[[ Provided material open ]]

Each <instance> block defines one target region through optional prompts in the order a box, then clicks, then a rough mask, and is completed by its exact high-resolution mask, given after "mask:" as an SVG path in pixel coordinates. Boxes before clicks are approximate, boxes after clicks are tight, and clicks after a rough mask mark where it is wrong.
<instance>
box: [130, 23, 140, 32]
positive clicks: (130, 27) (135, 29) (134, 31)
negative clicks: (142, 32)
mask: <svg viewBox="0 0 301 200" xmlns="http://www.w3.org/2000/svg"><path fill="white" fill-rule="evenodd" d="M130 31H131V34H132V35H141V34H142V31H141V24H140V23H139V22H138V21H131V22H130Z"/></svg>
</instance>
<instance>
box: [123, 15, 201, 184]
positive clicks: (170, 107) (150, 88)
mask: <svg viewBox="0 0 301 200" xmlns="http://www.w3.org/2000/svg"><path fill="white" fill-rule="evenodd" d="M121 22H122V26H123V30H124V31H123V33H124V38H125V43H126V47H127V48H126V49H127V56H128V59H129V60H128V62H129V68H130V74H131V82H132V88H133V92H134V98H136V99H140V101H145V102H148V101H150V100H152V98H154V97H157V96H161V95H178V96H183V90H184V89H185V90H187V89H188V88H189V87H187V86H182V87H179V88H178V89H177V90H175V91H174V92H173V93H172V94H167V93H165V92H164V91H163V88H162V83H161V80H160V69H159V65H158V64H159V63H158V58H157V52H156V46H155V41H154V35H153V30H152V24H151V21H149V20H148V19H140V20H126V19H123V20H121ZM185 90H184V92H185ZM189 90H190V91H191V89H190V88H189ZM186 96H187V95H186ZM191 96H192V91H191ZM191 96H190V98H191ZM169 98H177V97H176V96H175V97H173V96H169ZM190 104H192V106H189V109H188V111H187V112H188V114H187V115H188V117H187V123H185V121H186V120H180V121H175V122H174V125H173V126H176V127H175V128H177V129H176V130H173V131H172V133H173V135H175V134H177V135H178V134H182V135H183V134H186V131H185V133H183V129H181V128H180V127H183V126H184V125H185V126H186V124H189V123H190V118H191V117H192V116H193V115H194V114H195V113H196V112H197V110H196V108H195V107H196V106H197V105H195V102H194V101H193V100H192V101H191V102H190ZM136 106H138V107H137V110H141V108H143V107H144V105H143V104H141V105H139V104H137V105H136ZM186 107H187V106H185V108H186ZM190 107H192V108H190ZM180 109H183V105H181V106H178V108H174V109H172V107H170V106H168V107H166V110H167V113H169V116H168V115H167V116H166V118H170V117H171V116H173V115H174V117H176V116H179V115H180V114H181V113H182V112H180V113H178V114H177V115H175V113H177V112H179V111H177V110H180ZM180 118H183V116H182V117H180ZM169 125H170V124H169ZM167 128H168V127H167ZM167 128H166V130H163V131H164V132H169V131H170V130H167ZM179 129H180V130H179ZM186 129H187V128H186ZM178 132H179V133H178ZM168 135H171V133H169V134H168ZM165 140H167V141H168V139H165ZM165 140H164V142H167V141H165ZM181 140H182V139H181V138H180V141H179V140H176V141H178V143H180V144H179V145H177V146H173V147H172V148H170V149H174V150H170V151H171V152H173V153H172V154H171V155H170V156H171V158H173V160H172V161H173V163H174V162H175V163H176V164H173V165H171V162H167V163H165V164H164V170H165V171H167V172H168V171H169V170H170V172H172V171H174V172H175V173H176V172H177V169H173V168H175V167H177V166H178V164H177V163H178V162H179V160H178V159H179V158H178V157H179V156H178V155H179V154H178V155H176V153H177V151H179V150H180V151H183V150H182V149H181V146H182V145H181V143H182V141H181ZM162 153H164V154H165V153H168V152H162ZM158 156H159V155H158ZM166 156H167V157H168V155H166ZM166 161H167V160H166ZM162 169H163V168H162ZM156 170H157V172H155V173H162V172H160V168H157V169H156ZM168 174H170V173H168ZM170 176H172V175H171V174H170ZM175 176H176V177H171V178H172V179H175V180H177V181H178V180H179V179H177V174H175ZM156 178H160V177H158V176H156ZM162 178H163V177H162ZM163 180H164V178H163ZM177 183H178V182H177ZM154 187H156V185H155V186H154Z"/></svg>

[[ Provided material closed ]]

## [To-do item]
Rewrite the records above with every "negative clicks" swapped for "negative points", leaving everything else untouched.

## [Expected output]
Each <instance> block defines one target region through optional prompts in the order a box, then clicks, then a rough mask, and is completed by its exact high-resolution mask, given after "mask:" as an SVG path in pixel coordinates. Boxes before clicks are approximate, boxes after clicks are tight, and clicks after a rough mask mark where it is wrong.
<instance>
box: [130, 23, 140, 32]
positive clicks: (130, 27) (135, 29) (134, 31)
negative points: (142, 32)
mask: <svg viewBox="0 0 301 200" xmlns="http://www.w3.org/2000/svg"><path fill="white" fill-rule="evenodd" d="M130 31H131V34H132V35H141V34H142V31H141V24H140V23H139V22H138V21H131V22H130Z"/></svg>
</instance>
<instance>
box: [123, 15, 201, 184]
positive clicks: (170, 107) (150, 88)
mask: <svg viewBox="0 0 301 200" xmlns="http://www.w3.org/2000/svg"><path fill="white" fill-rule="evenodd" d="M121 22H122V26H123V30H124V31H123V33H124V38H125V43H126V47H127V48H126V49H127V56H128V59H129V60H128V62H129V68H130V74H131V82H132V88H133V92H134V98H136V99H140V101H145V102H148V101H150V100H152V98H154V97H157V96H161V95H178V96H183V90H184V89H185V90H187V89H188V88H189V87H187V86H182V87H179V88H178V89H177V90H175V91H174V92H173V93H172V94H167V93H165V92H164V91H163V88H162V83H161V80H160V69H159V65H158V64H159V63H158V58H157V52H156V46H155V41H154V35H153V30H152V24H151V21H149V20H148V19H140V20H126V19H123V20H121ZM185 90H184V92H185ZM189 90H190V91H191V89H190V88H189ZM186 96H187V95H186ZM191 96H192V91H191ZM191 96H190V98H191ZM169 98H177V97H176V96H175V97H173V96H169ZM190 104H192V106H189V109H188V111H187V112H188V114H187V115H188V117H187V123H185V121H186V120H180V121H175V122H174V125H173V126H176V127H175V128H177V129H176V130H173V131H172V133H173V135H175V134H177V135H178V134H182V135H183V134H186V131H185V133H183V129H181V128H180V127H183V126H184V125H185V126H186V124H189V123H190V118H191V117H192V116H193V115H194V114H195V113H196V112H197V110H196V108H195V107H196V106H197V105H195V102H194V101H193V100H192V101H191V102H190ZM136 106H138V107H137V110H141V108H143V107H144V105H143V104H141V105H139V104H137V105H136ZM186 107H187V106H185V108H186ZM190 107H192V108H190ZM180 109H183V105H181V106H178V108H174V109H172V107H170V106H168V107H166V110H167V113H169V116H168V115H167V116H166V118H170V117H171V116H173V115H174V117H176V116H179V115H180V114H181V113H182V112H180V113H178V114H177V115H175V113H177V112H179V111H177V110H180ZM180 118H183V116H182V117H180ZM169 125H170V124H169ZM167 128H168V127H167ZM167 128H166V130H163V131H164V132H169V131H170V130H167ZM179 129H180V130H179ZM186 129H187V128H186ZM178 132H179V133H178ZM168 135H171V133H169V134H168ZM165 140H167V141H168V139H165ZM165 140H164V142H167V141H165ZM181 140H182V139H181V138H180V141H179V140H176V141H178V143H180V144H179V145H177V146H173V147H172V148H170V149H174V150H170V151H171V152H173V153H172V154H171V155H170V156H171V158H173V160H172V161H173V163H174V162H175V163H176V164H173V165H171V162H167V163H165V164H164V170H165V171H167V172H168V171H169V170H170V172H172V171H174V172H175V173H176V172H177V169H173V168H175V167H177V166H178V164H177V163H178V162H179V160H178V159H179V158H178V157H179V156H178V155H179V154H178V155H176V153H177V151H179V150H180V151H183V150H182V149H181V146H182V145H181V143H182V141H181ZM162 153H164V154H165V153H168V152H162ZM158 156H159V155H158ZM166 156H167V157H168V155H166ZM166 161H167V160H166ZM162 169H163V168H162ZM156 170H157V172H155V173H162V172H160V168H157V169H156ZM168 174H170V173H168ZM170 176H172V175H171V174H170ZM175 176H176V177H171V178H172V179H175V180H177V181H178V180H179V179H177V174H175ZM156 178H160V177H158V176H156ZM162 178H163V177H162ZM163 180H164V178H163ZM177 183H178V182H177ZM154 187H156V185H155V186H154Z"/></svg>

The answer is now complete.